### Dataset
_ _ _ _ _ _ _

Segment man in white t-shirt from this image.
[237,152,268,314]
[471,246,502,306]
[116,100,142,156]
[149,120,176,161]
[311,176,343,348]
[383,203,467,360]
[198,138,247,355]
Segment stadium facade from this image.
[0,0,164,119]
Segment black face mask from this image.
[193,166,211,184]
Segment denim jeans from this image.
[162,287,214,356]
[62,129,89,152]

_ _ _ _ _ _ _

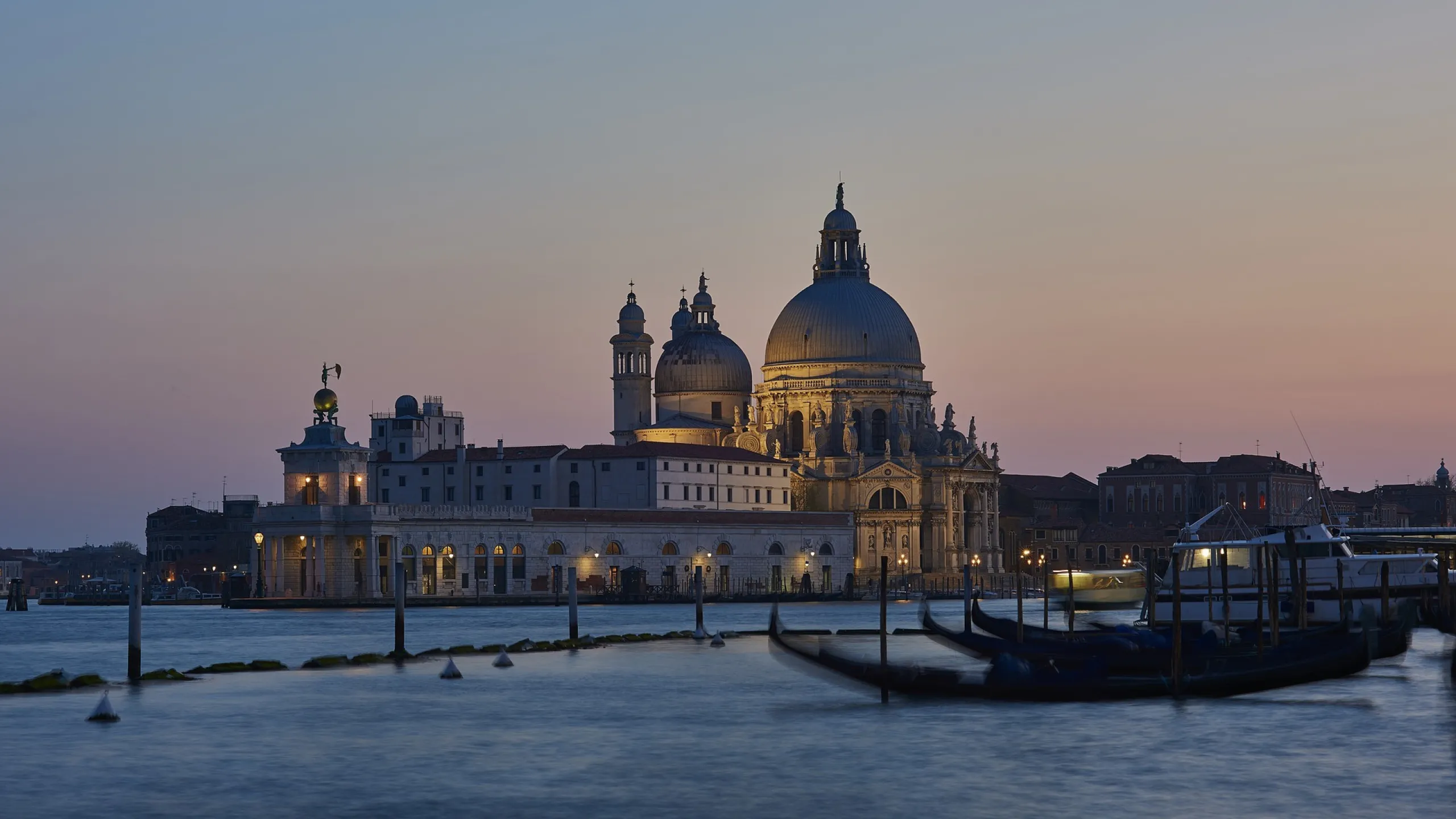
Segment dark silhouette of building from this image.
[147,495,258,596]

_ _ _ _ _ _ _

### Written request
Please pull out everything from the line containing "Segment dark silhouette" down to the line containing "[147,495,258,596]", both included, and reproduce those lines word for word.

### Response to this task
Segment dark silhouette of building from this image.
[147,495,258,596]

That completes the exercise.